### Point annotation dataset records
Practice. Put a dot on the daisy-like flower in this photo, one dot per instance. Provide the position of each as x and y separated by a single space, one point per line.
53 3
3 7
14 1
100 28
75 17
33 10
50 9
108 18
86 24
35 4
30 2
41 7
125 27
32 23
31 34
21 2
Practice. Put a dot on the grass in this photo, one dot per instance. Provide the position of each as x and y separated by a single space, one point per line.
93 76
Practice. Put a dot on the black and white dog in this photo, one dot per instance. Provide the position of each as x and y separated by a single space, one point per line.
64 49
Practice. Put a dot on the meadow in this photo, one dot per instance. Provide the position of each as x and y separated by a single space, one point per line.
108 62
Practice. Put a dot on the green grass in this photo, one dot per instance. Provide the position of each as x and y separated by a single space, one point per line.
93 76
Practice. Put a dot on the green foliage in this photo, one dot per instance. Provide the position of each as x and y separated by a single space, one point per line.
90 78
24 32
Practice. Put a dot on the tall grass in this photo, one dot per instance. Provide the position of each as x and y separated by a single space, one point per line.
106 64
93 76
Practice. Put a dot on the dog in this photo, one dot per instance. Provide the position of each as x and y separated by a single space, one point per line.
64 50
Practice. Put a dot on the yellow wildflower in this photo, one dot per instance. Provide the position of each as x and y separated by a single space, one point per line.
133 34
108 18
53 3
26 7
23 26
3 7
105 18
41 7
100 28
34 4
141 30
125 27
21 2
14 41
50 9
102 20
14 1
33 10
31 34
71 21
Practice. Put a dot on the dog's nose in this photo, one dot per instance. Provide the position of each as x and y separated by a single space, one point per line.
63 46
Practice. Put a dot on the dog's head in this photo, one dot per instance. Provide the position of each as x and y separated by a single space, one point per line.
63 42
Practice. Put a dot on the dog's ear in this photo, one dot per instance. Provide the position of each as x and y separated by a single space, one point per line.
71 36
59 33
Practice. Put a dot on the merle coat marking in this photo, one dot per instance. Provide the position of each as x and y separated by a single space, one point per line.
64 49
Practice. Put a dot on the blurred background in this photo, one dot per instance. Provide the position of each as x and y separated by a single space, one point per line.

### Stated task
Everything from the line with "Practice. Put a dot on the dog's nose" to the end of the listing above needs to be duplicated exactly, both end lines included, with nothing more.

### Exercise result
Practice. Put a dot on the dog's nose in this photo, one dot per instance. Provide the position of each as x and y separated by a single space, one point per line.
63 46
Practice. Put a dot on the dog's head in this photo, one dot per instance. Provide the position of each as x and y separated by a single space, one point per line.
63 42
Practice. Put a dot on the dog's ear in this photo, one dot per instance. Provide the position of each as x and y separated by a single space, one point per line.
71 36
59 33
Practice. Put a dot on the merle coat marking in this photo, one dot per instance. Provide the position of each as x and y separated by a single space, one point per line.
64 49
Practice. Put a dot on the blurred background in this photo, one dot per instance. Provide the position of each as x and y separated by a single space, one point per line.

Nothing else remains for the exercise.